## SET OF TASKS
a. Using the book description, answer each question below on its own line, marked (i), (ii), (iii):
(i) How many stories are in the collection?
(ii) Where are most of the stories set?
(iii) Who does the young father find on his front step?
b. State whether each statement agrees with the book description. Answer yes or no, and quote the words of the book description that decide it.
(i) This collection is Meloy's first venture into short stories.
(ii) A ranch hand falls for a recent law school graduate.
(iii) Two women weigh love and betrayal during a summer heat wave.

## TEXT
Award-winning writer Maile Meloy's return to short stories explores complex lives in an austere landscape with the clear-sightedness that first endeared her to readers.

Eleven unforgettable new stories demonstrate the emotional power and the clean, assured style that have earned Meloy praise from critics and devotion from readers. Propelled by a terrific instinct for storytelling, and concerned with the convolutions of modern love and the importance of place, this collection is about the battlefields—and fields of victory—that exist in seemingly harmless spaces, in kitchens and living rooms and cars. Set mostly in the American West, the stories feature small-town lawyers, ranchers, doctors, parents, and children and explore the moral quandaries of love, family, and friendship. A ranch hand falls for a recent law school graduate who appears unexpectedly—and reluctantly—in his remote Montana town. A young father opens his door to find his dead grandmother standing on the front step. Two women weigh love and betrayal during an early snow. Throughout the book, Meloy examines the tensions between having and wanting, as her characters try to keep hold of opposing forces in their lives: innocence and experience, risk and stability, fidelity and desire.

## EXTRACTED RECORDS

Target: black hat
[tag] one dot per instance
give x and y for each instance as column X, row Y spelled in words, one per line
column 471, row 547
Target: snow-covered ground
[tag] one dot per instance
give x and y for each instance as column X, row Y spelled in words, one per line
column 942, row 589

## EXPECTED RESPONSES
a.
(i) Eleven.
(ii) Mostly in the American West.
(iii) His dead grandmother.

b.
(i) No: "Maile Meloy's return to short stories"
(ii) Yes: "A ranch hand falls for a recent law school graduate"
(iii) No: "Two women weigh love and betrayal during an early snow."